- _Extracted data entries_:
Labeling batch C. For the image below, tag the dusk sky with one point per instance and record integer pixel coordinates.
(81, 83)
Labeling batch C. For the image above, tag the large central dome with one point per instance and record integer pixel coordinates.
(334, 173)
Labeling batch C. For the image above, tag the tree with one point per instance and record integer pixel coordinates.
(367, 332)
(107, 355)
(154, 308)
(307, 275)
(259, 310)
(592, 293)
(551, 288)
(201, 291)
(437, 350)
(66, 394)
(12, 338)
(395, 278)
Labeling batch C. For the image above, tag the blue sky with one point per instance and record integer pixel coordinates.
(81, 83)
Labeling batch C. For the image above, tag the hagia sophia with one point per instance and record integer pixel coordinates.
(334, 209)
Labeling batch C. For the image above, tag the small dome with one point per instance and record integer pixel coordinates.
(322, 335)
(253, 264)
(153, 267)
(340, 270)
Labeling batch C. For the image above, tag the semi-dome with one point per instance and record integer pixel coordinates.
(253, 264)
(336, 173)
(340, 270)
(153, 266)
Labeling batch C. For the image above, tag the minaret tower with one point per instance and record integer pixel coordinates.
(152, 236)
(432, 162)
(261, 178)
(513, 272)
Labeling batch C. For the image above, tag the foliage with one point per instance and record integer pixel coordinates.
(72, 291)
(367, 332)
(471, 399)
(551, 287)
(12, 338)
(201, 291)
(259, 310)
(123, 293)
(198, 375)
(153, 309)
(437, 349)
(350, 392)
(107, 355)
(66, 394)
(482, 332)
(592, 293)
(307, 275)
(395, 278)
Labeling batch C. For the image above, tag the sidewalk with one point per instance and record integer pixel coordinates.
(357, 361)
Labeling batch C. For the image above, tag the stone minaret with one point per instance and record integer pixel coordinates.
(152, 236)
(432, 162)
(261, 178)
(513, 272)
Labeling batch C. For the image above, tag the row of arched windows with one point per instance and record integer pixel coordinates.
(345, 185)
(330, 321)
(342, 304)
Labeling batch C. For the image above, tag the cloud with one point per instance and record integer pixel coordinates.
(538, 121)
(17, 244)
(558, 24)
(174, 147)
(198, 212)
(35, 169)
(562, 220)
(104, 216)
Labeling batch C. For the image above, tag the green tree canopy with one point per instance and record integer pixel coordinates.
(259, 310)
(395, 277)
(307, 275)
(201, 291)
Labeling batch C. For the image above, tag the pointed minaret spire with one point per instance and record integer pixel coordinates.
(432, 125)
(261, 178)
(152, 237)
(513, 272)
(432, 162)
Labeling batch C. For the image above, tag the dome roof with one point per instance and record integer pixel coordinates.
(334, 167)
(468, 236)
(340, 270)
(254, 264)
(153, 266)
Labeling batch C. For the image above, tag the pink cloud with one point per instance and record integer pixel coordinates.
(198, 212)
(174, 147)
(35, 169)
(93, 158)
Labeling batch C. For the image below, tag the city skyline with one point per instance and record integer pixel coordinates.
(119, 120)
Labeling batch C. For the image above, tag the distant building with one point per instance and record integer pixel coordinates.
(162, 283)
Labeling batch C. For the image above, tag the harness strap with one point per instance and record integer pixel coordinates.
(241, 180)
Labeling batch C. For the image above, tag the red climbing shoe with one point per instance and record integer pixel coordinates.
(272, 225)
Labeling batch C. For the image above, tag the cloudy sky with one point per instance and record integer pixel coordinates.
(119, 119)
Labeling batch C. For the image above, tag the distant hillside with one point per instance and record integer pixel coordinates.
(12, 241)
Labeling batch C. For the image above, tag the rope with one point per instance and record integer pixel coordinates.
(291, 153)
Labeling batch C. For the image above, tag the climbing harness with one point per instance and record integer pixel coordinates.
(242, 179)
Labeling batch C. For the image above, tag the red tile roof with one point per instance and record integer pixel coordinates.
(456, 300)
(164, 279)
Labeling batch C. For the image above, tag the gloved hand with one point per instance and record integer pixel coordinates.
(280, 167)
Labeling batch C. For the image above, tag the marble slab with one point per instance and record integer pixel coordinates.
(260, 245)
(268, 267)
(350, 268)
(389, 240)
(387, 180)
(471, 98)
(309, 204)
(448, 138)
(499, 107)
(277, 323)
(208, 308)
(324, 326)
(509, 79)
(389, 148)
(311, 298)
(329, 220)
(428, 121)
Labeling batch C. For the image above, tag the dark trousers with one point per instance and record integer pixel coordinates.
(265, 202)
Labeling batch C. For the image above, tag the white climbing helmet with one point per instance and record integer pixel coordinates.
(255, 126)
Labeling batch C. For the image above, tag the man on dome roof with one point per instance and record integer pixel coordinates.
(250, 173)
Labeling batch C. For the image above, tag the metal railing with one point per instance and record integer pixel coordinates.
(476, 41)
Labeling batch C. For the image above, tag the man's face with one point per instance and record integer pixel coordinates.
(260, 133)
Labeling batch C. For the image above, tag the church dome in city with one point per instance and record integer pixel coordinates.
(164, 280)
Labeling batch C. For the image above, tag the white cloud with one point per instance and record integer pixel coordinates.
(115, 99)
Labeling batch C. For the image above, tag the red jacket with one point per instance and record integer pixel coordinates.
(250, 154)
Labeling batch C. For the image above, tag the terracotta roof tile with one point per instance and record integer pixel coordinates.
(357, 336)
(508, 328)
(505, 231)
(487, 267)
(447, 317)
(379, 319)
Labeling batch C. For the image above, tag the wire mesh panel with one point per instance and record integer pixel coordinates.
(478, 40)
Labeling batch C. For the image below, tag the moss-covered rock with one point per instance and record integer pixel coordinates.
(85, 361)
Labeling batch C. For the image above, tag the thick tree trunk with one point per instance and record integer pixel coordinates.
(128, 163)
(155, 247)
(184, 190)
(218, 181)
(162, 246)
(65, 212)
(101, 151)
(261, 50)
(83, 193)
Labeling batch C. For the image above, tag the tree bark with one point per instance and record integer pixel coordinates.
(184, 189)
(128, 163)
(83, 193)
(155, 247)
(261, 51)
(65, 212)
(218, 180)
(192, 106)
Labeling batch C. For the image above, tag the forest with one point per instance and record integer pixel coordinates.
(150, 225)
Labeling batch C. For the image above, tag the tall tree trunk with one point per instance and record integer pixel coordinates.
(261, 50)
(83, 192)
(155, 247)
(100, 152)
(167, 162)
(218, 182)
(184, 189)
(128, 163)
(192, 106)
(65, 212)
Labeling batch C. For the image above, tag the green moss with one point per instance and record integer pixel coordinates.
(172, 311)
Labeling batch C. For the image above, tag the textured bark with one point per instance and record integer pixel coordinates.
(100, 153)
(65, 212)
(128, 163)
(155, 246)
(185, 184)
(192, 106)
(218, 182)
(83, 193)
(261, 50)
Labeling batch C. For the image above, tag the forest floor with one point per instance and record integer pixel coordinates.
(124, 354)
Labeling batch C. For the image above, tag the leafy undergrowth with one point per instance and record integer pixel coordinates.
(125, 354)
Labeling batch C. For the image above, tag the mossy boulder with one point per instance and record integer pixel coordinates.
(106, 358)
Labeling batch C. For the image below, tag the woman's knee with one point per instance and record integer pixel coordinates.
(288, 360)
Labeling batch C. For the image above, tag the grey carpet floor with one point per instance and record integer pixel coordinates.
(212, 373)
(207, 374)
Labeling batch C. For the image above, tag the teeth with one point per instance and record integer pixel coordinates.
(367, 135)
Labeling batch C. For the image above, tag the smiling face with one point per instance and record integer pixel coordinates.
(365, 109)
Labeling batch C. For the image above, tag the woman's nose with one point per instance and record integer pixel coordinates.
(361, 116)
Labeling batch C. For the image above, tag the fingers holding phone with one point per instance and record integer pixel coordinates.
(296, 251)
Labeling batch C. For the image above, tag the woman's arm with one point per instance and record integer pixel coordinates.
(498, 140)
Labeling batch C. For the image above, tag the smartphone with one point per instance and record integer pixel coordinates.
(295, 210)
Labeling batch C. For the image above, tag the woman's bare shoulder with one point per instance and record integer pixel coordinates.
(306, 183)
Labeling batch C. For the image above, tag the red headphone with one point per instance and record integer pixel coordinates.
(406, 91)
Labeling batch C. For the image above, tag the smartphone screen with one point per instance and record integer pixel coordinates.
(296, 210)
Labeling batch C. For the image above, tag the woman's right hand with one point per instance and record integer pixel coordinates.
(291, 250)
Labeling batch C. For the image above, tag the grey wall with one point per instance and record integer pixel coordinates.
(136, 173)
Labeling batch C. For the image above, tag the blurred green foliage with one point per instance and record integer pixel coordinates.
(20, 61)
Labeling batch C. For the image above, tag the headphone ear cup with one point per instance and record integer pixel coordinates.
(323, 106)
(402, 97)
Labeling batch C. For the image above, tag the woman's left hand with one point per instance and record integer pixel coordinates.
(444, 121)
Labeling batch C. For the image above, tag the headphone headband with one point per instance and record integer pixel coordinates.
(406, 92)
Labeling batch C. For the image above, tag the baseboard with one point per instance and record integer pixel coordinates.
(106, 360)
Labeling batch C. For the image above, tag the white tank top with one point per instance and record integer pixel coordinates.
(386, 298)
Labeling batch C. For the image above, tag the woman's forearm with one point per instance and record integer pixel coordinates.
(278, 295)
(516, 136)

- _What the task asks_: Pull out the lines of the items starting at the one that contains "Labeling batch C. For the image above, tag the grey wall" and ending at the last line of the items, copying each line verbatim.

- _Answer for this exercise_:
Labeling batch C. For the image above, tag the grey wall with one point per instance and record integer pixel coordinates.
(136, 173)
Labeling batch C. For the image above, tag the blurred green foliage with one point per instance and record integer pixel coordinates.
(20, 61)
Labeling batch C. For the image above, tag the headphone ear cup with one point per instance and record integer pixel coordinates.
(323, 106)
(402, 97)
Labeling batch C. For the image above, tag the woman's left hand with one point per instance and record integer pixel coordinates.
(444, 121)
Labeling batch C. For the image above, tag the headphone headband with one point per instance and record integer pixel coordinates.
(406, 92)
Labeling batch C. For the image above, tag the baseboard with one point per instance and record integer pixel coordinates.
(106, 360)
Labeling batch C. For the image above, tag the white tank top with one point per instance and record integer pixel coordinates.
(386, 298)
Labeling batch C. For the image above, tag the woman's forearm with one point per instance and record integer pixel coordinates.
(278, 295)
(516, 136)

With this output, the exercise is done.